**Given request:** Rewrite as a two-column CSV with the headers input and output, starting at the line that has "Guideline: for each instance of the shovel blade, the" and stopping after the line that has "column 685, row 311". Give each stretch of text together with the points that follow it one row, quoting both fields and changing line breaks to spaces.

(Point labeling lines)

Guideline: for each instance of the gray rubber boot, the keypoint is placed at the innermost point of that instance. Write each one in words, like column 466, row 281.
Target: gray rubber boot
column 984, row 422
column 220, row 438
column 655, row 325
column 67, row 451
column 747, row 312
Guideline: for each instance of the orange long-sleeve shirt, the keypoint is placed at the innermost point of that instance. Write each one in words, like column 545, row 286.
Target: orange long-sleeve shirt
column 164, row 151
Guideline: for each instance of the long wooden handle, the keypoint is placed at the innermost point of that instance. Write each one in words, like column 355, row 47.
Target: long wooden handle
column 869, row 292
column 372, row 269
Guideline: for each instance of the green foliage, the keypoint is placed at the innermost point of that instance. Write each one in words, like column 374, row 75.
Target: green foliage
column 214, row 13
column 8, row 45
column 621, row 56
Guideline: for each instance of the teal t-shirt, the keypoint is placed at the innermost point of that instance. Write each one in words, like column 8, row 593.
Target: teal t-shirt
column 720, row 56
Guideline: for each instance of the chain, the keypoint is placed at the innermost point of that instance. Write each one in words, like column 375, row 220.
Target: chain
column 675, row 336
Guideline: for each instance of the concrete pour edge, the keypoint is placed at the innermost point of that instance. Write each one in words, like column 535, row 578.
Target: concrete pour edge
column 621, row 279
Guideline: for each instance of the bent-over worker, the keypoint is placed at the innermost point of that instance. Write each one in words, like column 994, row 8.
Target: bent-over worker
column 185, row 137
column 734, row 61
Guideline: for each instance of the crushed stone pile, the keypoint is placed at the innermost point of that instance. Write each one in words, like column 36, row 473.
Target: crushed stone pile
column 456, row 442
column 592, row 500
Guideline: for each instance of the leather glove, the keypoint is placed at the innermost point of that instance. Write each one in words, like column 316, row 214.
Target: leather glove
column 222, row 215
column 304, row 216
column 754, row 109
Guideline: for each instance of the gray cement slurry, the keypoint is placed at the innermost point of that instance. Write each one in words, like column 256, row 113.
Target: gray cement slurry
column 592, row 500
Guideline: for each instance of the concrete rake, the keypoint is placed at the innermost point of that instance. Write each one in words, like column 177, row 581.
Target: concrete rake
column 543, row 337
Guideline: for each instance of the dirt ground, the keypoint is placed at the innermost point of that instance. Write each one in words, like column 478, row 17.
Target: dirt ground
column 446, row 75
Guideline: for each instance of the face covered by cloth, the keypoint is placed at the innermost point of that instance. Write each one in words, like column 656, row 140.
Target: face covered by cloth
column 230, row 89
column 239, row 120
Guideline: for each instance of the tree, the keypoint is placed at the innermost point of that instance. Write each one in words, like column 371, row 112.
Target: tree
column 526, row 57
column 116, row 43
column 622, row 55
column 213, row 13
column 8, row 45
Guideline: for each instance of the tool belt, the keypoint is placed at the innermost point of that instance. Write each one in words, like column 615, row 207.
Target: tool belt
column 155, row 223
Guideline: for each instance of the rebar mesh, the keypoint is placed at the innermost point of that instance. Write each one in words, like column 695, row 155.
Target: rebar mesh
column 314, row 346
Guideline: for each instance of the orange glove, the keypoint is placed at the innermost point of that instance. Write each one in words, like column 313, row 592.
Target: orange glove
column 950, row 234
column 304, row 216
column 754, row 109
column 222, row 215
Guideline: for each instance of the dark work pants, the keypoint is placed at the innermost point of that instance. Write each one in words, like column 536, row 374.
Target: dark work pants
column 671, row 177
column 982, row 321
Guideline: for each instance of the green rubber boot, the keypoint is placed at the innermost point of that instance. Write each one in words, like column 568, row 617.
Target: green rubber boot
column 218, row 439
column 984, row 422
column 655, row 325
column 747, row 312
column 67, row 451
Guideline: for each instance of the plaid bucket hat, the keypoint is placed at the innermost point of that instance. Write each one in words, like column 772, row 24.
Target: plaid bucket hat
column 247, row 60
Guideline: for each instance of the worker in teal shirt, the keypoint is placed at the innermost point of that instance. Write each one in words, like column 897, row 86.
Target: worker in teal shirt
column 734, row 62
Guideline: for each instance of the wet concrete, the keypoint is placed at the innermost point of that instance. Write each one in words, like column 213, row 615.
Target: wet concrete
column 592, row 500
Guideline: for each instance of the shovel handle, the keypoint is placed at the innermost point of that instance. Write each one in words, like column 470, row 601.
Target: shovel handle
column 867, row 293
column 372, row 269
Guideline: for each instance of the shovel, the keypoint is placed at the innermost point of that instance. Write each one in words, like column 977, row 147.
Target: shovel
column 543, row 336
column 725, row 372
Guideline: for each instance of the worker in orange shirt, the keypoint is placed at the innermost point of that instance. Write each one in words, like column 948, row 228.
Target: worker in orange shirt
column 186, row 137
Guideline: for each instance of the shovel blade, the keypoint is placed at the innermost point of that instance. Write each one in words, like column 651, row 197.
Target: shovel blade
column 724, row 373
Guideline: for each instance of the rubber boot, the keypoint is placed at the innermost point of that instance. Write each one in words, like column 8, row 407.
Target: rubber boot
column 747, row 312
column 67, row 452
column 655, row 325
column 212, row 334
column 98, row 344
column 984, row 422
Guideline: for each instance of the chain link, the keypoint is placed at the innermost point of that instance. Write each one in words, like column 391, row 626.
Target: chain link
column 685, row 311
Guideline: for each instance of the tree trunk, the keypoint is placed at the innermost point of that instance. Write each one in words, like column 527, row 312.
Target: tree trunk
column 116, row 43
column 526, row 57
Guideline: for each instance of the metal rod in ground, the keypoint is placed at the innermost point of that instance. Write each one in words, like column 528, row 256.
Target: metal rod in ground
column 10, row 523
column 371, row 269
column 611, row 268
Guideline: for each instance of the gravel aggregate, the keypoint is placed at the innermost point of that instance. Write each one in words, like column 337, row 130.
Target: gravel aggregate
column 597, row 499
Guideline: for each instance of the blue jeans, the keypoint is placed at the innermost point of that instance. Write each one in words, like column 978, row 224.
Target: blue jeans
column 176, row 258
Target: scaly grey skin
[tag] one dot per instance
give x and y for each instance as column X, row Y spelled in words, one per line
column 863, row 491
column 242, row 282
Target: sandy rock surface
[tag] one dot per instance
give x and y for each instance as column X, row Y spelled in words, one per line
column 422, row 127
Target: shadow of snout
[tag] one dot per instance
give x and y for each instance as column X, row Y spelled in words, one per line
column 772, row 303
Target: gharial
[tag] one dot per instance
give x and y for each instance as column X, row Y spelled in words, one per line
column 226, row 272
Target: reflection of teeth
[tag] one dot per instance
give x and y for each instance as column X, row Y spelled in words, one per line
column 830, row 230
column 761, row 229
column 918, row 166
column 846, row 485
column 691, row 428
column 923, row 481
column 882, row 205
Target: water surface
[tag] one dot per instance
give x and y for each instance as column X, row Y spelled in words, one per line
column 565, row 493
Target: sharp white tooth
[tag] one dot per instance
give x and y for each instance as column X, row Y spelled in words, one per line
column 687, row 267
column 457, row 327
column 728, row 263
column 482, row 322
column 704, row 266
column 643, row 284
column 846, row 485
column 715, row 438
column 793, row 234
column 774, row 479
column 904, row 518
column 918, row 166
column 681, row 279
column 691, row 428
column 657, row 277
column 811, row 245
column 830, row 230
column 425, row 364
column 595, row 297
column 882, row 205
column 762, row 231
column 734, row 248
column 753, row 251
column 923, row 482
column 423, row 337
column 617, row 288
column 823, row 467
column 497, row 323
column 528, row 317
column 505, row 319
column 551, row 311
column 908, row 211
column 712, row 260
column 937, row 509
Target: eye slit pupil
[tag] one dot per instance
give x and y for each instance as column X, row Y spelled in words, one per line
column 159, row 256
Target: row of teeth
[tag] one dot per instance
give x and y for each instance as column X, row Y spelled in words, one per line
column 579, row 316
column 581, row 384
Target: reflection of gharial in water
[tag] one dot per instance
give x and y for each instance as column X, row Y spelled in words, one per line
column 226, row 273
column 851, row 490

**Result of this task:**
input,output
"Guideline: for each instance of the shovel blade, the keypoint is placed at the innermost point of that instance. Write each one in words, like column 651, row 197. Target: shovel blade","column 724, row 373"
"Guideline: for each instance of the rubber boot, the keypoint is placed at the innermost point of that instance. Write each one in words, like column 8, row 407. Target: rubber boot","column 747, row 312 column 67, row 452 column 655, row 325 column 212, row 334 column 98, row 344 column 984, row 422"
"Guideline: for each instance of the chain link, the keypoint is placed at the innermost point of that instance. Write each one in words, like column 391, row 626. Target: chain link","column 685, row 311"